PROVIDED TEXT:
He returned in 1970 with a full crew from his own company, Solar Productions. His plan was to film the real race, see what happened, and then take over the track for a few months in order to create the additional sequences required to make a story out of it. A huge amount of money was spent on acquiring suitable cars and the drivers to handle them.
McQueen's first problem was that the actual 1970 race failed to live up to the previous year's classic. The attrition rate was high, and bad weather meant that much of the footage was useless, unless the recreated sequences could also include rain.
His second problem was the lack of any coherent storyline. It wasn't a question of the script being made up as the filming progressed; various versions existed, but they were either ignored or abandoned as McQueen immersed himself in capturing the action. He revelled in spending time with the real drivers he'd hired, and refused to properly delegate. He insisted that the race was the story, and didn't mind that that it took over half an hour before the first proper line was spoken.
The off-track story, such as it was, focussed on Michael Delaney's attempts to make peace with the widow of a driver killed the previous year, and to a lesser extent on his rivalry with another driver. But none of that really went anywhere. What puts Le Mans apart from the usual racing film is that for once the hero does not win the big race.
The film that eventually emerged was (and indeed remains) a hit with racing fans, because most of the on-track stuff was supremely authentic, and McQueen was of course an electric presence on screen. It says a lot that a set of Gulf overalls he wore in the movie was recently sold for US$984,000...
However, to the world at large, Le Mans was a flop, its documentary feel failing to interest those without a passion for the sport.
Little of interest emerged during the next decade, apart from Bobby Deerfield. Starring Al Pacino, it included scenes filmed early in the 1976 F1 season at Kyalami, Jarama and Zolder, exactly a decade after Grand Prix.
Bernie Ecclestone concluded a deal with director Sydney Pollack to ensure that his Martini Brabham team was the centre of the action - Carlos Pace doubled for Pacino in the racing sequences - but the film is also notable for glimpses in the pitlane of the likes of Tom Pryce. In the end the racing sequences compromised but a small part of the movie, and the staged crash sequences - done ironically at Le Mans - were pretty poor.
The next major Hollywood look at racing was 1990's Days of Thunder. On paper it looked great - it reunited the Top Gun team of Tom Cruise, director Tony Scott and producers Don Simpson and Jerry Bruckheimer - but somehow it just didn't work out.
Tom Cruise is reunited with the 'City' Chevrolet Lumina he starred with in Days of Thunder © LAT
NASCAR gave the project its full support and allowed Scott and his crew to do just about anything they wanted, but when the sanctioning body viewed the end results it was more than a little disappointed. The public also failed to take to the film, and in retrospect its main claim to fame was that it introduced Cruise to Nicole Kidman. And even that didn't last...
And then there was the risible Driven. Sylvester Stallone knew a little bit about sports movies, for in 1976 he had shot to stardom in Rocky, a project he conceived and fought to bring to life, and which earned the best picture Oscar.

GIVEN PROBLEM:
Answer these from the text on racing films:
(a) What was the name of McQueen's own company, whose crew came with him in 1970?
(b) Who doubled for Al Pacino in the racing sequences of Bobby Deerfield?
(c) For how much was a set of Gulf overalls that McQueen wore in Le Mans recently sold?
The material that follows the text can be left aside.

DATA:
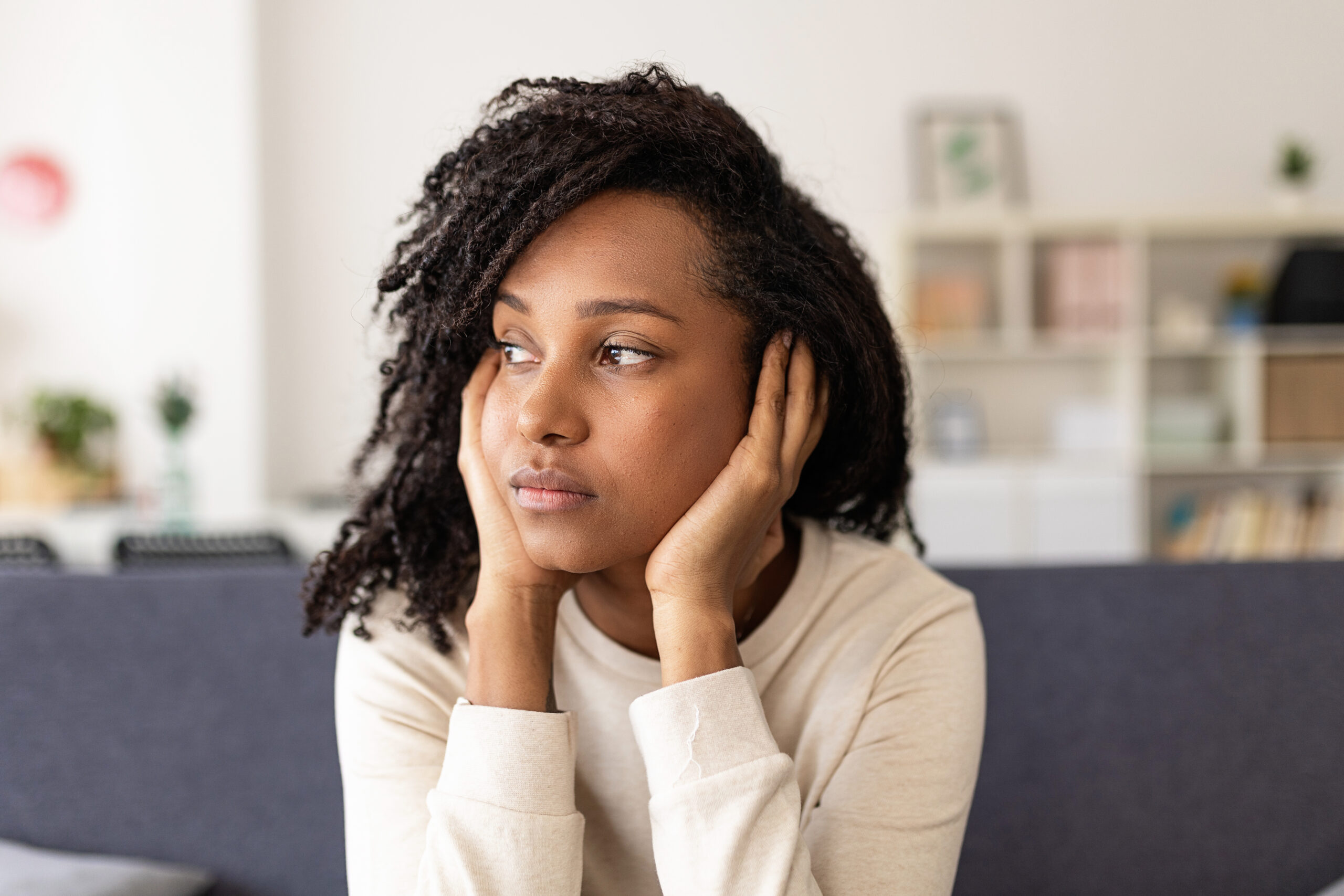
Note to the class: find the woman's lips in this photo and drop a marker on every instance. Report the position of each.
(548, 491)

WORKED SOLUTION:
(a) Solar Productions
(b) Carlos Pace
(c) US$984,000